= Texto de lectura =
——————————

El sello de la cara de esta moneda tiene que ver más que con la poesía de Alejandra Pizarnik y con sus seguidores-lectores, con sus seguidores-poetas. Lo que fue apertura a un mundo ensimismado y bello, se volvió capilla. Pequeñas tribus —particularmente de poetisas— en Colombia, hicieron coto de caza en su imaginería, claro, claro, con resultados caricaturescos, epigonales, desde la seducción que ejerce el malditismo de una auténtica creadora, como Pizarnik.
Muchas veces los seguidores de la argentina, se quedan con lo menos atractivo de su poética, con el tic, con un sentimiento de exilio prestado, de enajenación de un mundo que hacen cada vez más literario, es decir, menos riesgoso.
A mi modo de entender, la poesía de Alejandra Pizarnik en sus más altos momentos, logra una seducción desde el espanto, lo que conllevaría también a una lectura cargada de amor-odio, de encanto-desencanto, de magnífica tensión. Su poesía es un sacudimiento interior que a la vez nos sacude. Quién, que lea esta imagen virulenta y poderosa, de Los poseídos entre lilas, no sentirá una suerte de escalofrío, de espanto: «si viera un perro muerto me moriría de orfandad pensando en las caricias que recibió. Los perros son como la muerte: quieren huesos».
De esa estirpe son las imágenes de Pizarnik. No es la surrealidad por la surrealidad, y sin embargo la carga de inconsciente es lo que nos conmueve. Ya Aragón había dicho que un gran poeta puede ejecutar un gran poema aun con la escritura automática, pero que un idiota que haga automatismo no dejará de ser un idiota que hace automatismo, o algo parecido. La surrealidad que precede a la poesía de Pizarnik es de otro orden, y quizás venga de antes del surrealismo.
Hay que recordar que uno de sus libros de cabecera, era El alma romántica y el sueño, ese santuario de Albert Beguin donde casi todos los aspectos nocturnos de la vida, y por supuesto de la ensoñación, tienen nacimiento en el ojo de agua del romanticismo alemán.
Beguin cita un testimonio de Steffens que dice que: el genio existe en los momentos en que la omnipotencia de la naturaleza inconsciente y las profundidades nocturnas e inaccesibles de la existencia dejan caer sus velos y se revelan en el estado de vigilia. La inspiración une la plenitud de la noche y la claridad del día, el misterio de lo inconsciente y la regla de la conciencia. Esto parece muy natural a cierta visión interior, aunque siga siendo absolutamente inexplicable para la razón.

——————————

= Información =

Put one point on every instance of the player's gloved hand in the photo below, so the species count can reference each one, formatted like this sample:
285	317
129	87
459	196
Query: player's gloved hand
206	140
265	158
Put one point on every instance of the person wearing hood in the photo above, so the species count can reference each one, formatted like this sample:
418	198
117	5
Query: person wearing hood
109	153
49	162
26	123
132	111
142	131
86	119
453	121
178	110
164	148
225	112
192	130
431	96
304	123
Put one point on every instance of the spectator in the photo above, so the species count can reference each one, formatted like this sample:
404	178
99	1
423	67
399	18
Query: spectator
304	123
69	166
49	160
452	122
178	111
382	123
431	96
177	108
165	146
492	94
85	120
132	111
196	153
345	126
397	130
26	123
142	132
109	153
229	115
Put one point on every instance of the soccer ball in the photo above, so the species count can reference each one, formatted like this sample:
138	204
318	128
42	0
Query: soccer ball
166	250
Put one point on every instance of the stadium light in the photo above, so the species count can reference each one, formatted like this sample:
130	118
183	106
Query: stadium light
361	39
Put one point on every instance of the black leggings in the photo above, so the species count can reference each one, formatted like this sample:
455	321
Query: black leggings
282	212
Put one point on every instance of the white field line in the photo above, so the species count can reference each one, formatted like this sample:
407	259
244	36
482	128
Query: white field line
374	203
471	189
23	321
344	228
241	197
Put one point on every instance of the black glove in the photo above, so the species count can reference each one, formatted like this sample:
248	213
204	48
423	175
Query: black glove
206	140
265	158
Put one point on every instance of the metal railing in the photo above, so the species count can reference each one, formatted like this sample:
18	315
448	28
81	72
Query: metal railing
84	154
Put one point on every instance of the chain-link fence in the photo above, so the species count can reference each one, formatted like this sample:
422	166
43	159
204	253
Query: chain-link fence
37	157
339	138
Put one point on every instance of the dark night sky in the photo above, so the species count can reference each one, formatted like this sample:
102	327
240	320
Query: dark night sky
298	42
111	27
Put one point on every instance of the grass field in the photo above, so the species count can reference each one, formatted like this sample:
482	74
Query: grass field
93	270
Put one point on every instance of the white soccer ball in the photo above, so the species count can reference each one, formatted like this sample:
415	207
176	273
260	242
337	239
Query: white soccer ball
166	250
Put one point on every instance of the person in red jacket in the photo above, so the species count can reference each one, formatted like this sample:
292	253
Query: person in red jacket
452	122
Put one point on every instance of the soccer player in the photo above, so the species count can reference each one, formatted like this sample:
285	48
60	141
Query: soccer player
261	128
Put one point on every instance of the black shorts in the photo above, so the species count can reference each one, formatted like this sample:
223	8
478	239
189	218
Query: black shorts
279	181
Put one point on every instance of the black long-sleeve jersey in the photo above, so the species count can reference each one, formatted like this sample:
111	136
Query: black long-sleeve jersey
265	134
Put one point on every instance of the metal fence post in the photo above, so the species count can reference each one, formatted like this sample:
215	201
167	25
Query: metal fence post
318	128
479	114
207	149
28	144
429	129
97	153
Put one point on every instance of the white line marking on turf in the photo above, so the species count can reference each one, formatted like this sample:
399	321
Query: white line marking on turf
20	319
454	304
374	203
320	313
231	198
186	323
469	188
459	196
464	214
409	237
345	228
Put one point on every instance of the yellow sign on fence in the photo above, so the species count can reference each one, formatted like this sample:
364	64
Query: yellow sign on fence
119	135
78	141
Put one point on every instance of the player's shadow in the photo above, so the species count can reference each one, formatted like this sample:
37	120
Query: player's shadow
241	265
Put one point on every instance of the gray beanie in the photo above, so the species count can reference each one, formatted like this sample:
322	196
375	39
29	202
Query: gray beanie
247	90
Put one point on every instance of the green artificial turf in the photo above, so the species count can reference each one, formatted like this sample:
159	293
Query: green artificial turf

——————————

= Consigna A =
Enumera todas las personas mencionadas por su nombre en el texto sobre la poesía de Alejandra Pizarnik.
= Consigna B =
Prosigue el texto sobre la poesía de Alejandra Pizarnik a partir de su última oración.

= Respuesta A =
Alejandra Pizarnik, Aragón, Albert Beguin y Steffens.

= Respuesta B =
Esta premisa del espíritu romántico, sin duda resulta cierta en su racionalidad. Lo que incomoda podría ser la normatividad, el recetario. Ya Kafka decía cómo pueden llegar unos leopardos a un templo, en un hecho milagroso, y cómo si esto se puede prever, puede pasar a formar parte de un rito. Con los poemas de la Pizarnik podría pasar algo similar: los leopardos, la magia y el hechizo de sus imágenes (Debajo de mi vestido ardía un campo con flores alegres como los niños de la medianoche) podrían esperarse, convocarse, y por último dejarlas como parte de un ceremonial.
Todo esto, que no es otra cosa que un boceto sobre la Pizarnik, sólo quiere manifestar dudas más que certezas, algo muy de la estirpe de su poética. La única duda que quizás no tengo, radica en que Alejandra Pizarnik, más allá de los avatares señalados, el signo de su estar (que) crea el corazón de la noche, los buceos por sí misma, deja un legado altamente apreciable para la lírica continental.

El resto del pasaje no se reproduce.